§ Exercise
Rescale the bounding box coordinates in the records below, starting at the line that contains "Could you locate the pine" and stopping after the line that contains "[26,607,78,637]". Write those lines out again, requests included, with each coordinate multiplied by 1.95 and rounded to a whole number (halves round up).
((
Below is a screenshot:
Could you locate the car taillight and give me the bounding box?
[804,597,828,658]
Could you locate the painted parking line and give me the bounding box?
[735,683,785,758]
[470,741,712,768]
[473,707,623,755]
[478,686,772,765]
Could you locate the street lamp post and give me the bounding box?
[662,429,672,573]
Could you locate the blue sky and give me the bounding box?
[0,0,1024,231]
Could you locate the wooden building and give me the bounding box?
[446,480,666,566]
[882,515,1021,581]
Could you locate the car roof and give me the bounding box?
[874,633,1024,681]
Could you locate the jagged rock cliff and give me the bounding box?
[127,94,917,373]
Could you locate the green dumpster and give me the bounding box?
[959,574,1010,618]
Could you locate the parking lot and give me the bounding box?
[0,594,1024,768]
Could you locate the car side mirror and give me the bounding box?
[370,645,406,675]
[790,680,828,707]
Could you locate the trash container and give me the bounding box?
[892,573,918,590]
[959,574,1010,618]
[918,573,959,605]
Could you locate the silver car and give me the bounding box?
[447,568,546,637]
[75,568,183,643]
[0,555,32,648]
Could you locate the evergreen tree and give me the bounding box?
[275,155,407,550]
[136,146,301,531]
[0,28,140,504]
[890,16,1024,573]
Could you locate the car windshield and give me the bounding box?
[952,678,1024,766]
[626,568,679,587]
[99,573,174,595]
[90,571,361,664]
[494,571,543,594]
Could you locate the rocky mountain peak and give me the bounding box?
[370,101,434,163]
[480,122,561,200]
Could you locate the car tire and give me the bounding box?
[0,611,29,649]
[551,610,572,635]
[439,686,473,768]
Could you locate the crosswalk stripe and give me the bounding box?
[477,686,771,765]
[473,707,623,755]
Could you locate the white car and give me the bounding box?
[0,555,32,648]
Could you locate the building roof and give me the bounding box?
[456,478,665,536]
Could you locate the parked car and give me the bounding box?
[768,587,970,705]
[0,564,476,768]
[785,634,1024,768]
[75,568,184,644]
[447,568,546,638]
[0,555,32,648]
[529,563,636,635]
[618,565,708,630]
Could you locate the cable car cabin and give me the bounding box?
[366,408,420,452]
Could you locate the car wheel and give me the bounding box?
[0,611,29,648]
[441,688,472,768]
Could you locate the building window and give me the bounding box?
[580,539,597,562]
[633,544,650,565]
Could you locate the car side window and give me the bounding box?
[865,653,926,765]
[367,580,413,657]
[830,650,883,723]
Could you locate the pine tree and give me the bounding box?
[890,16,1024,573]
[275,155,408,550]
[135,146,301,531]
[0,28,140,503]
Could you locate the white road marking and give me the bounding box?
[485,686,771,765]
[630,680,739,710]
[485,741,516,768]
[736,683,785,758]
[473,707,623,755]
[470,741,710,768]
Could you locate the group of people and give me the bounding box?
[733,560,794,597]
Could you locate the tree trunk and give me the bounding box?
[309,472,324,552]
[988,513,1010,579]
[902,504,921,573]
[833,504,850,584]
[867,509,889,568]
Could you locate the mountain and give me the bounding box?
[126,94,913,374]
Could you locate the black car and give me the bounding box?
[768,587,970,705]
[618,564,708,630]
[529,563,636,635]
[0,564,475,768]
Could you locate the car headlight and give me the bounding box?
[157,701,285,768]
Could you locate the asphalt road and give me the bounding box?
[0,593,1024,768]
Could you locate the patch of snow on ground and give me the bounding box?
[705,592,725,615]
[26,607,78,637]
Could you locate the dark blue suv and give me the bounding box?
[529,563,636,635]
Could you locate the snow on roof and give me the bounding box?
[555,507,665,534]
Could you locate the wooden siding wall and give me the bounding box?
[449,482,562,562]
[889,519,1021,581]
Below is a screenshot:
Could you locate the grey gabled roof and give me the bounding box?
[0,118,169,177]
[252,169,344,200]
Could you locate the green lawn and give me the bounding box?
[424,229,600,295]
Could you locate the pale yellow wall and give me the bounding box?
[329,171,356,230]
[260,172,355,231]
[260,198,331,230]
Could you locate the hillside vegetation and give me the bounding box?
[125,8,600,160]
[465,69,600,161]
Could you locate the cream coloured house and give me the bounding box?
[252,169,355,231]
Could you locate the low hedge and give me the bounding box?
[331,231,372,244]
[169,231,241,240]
))
§ Solution to the exercise
Could you locate the pine tree and give me the bounding box?
[1736,31,1997,1117]
[536,302,796,1073]
[263,285,587,1035]
[0,55,273,981]
Could you locate the white road marking and give me the bounding box?
[946,1338,1503,1492]
[1229,1326,1441,1385]
[946,1445,1006,1498]
[1435,1332,1531,1478]
[922,1379,1215,1472]
[917,1445,1385,1498]
Could you locate the group of people and give me the bounding box?
[1429,1092,1548,1164]
Could you locate the tree trunk and give me the bounding box?
[603,920,632,1076]
[1927,1000,1970,1129]
[1759,983,1796,1117]
[1624,983,1658,1139]
[1691,993,1734,1108]
Could you locate the mountain and give me the bounding box?
[246,183,1780,729]
Could you locate the black car and give me the bounding box?
[1498,1145,1892,1375]
[1205,1100,1381,1229]
[1032,1098,1240,1238]
[0,1100,926,1498]
Could you locate the car headlight and give me the bounding box?
[306,1367,556,1498]
Could you locate the asphalt road and give me the bounding box?
[0,1156,1997,1498]
Could you locate the patch of snow on ground and give me the bounding box?
[1375,1154,1414,1199]
[51,1184,152,1242]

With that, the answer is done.